◆ Task to carry out
In the records below, copy every line from the one containing "person in red" through the end of the records, including the requests. Scale each coordinate in the answers by 2.6 and round to a whole number, with halves rounded up.

◆ Position identification records
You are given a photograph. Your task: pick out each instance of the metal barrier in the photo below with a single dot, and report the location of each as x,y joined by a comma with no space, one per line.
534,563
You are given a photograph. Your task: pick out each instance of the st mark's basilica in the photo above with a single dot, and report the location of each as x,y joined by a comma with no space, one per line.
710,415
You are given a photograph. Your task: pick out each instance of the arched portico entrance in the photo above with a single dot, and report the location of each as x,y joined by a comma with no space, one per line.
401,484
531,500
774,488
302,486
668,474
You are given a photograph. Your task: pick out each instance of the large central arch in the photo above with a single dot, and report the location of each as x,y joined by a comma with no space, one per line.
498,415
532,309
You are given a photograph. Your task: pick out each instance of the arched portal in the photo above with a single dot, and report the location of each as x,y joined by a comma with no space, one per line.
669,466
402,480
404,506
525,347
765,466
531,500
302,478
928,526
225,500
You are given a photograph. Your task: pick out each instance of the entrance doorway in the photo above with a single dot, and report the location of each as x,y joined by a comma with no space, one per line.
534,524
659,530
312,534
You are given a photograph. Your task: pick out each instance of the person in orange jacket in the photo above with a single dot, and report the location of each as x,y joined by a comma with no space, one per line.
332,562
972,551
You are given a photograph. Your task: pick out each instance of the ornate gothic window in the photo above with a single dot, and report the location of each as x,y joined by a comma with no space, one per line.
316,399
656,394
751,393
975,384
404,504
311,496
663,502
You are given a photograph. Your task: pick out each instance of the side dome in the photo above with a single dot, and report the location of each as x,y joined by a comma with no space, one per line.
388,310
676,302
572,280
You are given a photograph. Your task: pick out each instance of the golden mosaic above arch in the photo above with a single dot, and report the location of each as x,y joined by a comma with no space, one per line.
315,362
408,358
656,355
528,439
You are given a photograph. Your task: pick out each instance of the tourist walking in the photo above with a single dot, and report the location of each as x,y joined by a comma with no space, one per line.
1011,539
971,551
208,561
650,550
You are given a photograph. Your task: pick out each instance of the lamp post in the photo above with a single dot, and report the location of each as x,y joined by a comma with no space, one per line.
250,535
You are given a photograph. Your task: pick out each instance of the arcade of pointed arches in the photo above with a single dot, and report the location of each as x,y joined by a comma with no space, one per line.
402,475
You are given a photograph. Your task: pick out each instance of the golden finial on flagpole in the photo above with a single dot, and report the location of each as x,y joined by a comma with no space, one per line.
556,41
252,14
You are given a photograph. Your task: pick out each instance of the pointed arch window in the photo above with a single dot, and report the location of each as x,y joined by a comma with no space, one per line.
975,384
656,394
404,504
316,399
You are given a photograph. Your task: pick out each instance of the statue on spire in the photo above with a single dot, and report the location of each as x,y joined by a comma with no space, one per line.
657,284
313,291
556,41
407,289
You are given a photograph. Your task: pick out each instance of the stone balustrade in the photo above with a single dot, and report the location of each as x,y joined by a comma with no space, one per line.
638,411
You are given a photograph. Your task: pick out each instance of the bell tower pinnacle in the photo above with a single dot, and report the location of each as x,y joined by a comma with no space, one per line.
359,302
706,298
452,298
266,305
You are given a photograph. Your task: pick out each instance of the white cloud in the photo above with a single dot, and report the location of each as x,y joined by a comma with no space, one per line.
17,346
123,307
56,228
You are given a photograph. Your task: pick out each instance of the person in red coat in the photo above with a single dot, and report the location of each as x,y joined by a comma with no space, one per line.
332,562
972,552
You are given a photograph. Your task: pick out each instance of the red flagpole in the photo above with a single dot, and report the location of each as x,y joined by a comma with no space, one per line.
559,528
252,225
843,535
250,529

◆ Written answer
You are given a photograph. Your task: pick out each instance of the person in red coat in the photo above with a single dot, and report the location of each as x,y joined by a comma with no space, one per line.
863,1461
2527,1435
You are given a photograph. Your task: pick out each instance of the red flagpole in the photo above with a single dot, and report the location of each as x,y joined by a comma with no space, one per line.
1453,1373
655,585
2192,1391
650,1375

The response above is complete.